==== Records for this exercise

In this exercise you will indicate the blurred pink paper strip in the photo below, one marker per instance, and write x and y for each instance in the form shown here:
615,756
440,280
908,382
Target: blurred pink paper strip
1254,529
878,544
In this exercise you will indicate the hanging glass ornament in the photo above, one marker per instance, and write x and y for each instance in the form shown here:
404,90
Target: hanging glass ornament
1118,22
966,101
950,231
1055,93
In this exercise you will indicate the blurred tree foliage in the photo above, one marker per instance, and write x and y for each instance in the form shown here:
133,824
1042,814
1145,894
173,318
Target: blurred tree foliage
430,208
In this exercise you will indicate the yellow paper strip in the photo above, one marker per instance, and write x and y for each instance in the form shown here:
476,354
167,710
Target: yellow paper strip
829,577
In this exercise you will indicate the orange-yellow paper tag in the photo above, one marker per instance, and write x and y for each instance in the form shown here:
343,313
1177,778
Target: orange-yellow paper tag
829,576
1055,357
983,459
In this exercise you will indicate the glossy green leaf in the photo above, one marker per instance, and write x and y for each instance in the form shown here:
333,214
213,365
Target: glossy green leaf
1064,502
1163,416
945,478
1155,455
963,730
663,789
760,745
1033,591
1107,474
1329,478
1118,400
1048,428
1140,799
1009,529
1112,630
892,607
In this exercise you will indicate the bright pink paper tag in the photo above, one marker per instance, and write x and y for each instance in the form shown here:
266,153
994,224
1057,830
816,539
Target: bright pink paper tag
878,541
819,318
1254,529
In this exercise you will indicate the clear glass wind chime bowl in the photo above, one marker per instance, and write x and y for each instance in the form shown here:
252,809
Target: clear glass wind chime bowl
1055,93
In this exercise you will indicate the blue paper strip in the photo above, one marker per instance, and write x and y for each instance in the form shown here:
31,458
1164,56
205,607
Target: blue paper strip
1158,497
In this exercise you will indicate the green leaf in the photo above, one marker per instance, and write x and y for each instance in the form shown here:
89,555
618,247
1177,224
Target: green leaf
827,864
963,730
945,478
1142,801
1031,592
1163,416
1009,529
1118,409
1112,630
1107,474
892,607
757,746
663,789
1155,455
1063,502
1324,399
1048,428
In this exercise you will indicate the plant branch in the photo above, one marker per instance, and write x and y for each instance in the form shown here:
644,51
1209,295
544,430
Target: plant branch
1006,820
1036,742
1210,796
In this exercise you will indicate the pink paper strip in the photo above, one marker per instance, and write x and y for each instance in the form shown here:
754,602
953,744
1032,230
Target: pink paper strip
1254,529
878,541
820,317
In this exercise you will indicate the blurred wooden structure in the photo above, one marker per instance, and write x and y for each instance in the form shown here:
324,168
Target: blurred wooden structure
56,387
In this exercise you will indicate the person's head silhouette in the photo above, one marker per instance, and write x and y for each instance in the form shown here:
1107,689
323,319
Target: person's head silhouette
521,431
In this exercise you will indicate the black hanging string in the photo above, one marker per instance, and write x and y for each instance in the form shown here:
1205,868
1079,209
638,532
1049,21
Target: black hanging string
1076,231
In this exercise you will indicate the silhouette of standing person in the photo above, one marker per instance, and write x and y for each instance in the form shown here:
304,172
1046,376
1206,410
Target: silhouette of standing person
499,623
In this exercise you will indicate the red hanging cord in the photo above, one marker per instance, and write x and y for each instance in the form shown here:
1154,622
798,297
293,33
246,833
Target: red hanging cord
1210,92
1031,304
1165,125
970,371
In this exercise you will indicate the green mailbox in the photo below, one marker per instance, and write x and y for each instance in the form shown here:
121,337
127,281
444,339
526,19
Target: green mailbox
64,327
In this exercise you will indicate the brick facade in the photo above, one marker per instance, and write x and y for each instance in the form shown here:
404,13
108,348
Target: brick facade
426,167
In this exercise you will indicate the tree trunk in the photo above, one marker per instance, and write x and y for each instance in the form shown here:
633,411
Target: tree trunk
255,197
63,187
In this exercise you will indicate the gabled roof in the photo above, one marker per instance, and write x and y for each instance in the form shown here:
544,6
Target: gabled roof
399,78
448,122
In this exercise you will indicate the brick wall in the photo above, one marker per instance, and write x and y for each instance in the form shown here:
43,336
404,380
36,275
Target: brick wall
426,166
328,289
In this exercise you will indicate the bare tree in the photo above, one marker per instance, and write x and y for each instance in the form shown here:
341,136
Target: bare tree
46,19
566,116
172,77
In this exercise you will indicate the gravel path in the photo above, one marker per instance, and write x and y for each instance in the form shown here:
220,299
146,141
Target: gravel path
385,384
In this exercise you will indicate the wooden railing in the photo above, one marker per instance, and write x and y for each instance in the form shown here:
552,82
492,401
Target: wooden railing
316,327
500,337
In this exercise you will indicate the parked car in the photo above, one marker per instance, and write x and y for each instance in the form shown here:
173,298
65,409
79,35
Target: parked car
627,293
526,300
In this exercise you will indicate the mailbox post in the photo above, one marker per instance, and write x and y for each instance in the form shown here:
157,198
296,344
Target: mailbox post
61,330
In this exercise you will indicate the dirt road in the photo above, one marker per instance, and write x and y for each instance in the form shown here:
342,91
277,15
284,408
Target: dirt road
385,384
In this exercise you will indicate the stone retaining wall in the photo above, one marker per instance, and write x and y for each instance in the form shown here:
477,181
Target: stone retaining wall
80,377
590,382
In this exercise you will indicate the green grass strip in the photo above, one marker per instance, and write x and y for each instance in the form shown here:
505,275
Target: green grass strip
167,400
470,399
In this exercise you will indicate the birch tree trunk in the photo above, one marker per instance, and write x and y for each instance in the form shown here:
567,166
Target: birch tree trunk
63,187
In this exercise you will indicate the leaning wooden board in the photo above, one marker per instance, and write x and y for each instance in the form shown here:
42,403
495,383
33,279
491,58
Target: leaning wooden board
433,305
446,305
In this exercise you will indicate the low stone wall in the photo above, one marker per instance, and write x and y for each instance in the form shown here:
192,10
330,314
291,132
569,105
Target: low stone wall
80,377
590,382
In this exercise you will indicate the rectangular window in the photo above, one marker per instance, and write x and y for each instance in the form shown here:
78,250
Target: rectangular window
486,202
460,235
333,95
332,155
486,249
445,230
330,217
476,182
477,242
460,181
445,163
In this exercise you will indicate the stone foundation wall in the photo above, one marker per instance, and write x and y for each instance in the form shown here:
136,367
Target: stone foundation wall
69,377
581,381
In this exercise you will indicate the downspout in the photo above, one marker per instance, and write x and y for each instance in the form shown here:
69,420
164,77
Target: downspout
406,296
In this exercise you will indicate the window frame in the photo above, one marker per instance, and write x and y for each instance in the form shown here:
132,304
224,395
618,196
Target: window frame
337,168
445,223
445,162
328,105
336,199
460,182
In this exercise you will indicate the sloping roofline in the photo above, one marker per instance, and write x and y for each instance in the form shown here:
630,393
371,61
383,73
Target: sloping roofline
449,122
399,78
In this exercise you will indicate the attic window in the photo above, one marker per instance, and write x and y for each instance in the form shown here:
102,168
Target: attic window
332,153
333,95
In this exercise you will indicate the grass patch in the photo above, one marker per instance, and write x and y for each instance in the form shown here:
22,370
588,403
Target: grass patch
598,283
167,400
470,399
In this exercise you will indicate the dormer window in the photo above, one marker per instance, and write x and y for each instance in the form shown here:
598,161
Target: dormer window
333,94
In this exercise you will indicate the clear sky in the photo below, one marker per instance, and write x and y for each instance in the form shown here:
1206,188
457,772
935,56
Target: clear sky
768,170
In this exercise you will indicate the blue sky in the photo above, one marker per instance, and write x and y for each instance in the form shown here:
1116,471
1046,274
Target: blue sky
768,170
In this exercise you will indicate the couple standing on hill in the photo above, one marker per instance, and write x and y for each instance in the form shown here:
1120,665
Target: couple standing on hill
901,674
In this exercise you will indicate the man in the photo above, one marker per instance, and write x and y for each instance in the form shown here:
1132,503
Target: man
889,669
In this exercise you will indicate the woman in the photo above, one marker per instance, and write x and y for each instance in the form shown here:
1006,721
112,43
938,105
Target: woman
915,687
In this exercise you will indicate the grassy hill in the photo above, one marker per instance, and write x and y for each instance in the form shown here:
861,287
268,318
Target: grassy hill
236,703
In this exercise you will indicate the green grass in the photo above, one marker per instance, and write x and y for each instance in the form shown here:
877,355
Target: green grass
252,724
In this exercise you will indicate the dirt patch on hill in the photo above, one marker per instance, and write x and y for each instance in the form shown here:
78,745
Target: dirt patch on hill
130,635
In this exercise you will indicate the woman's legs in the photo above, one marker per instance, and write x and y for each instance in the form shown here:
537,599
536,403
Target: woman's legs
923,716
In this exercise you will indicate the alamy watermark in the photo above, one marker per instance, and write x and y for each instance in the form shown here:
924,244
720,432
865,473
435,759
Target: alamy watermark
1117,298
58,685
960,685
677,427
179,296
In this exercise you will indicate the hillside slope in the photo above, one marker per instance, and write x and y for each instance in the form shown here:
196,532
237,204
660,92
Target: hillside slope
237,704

========

● **What is asked**
Repeat the line containing "In this exercise you will indicate the green grass in" and all subsequent lines through the final line of the data, exactly and with no others.

● **Problem solution**
In this exercise you will indicate the green grass in the photo above, one marker per instance, and write x and y for each instance in the form shown here:
877,355
Target: green grass
252,724
In this exercise you will indicate the dirt patch on hill in the photo above, one marker per instance, and write x and y for each instance in the form shown here:
78,745
Target: dirt patch on hill
130,635
In this exercise you will indicate the woman's legs in the photo above, one marker per instance, and write x and y for each instance in the form shown here:
537,599
536,403
Target: woman's legs
923,716
In this exercise you will indicate the alamy watermark in the photo above, one marker per instance, and write x and y for each instance in the form shown here:
924,244
720,432
865,473
435,759
Target: alamy watermark
1117,298
58,685
960,685
677,427
179,296
In this exercise you will indicate the hillside slope in the photo above, one marker per instance, and write x and y for each instance in the form shown here:
196,532
237,204
660,92
Target: hillside slope
237,704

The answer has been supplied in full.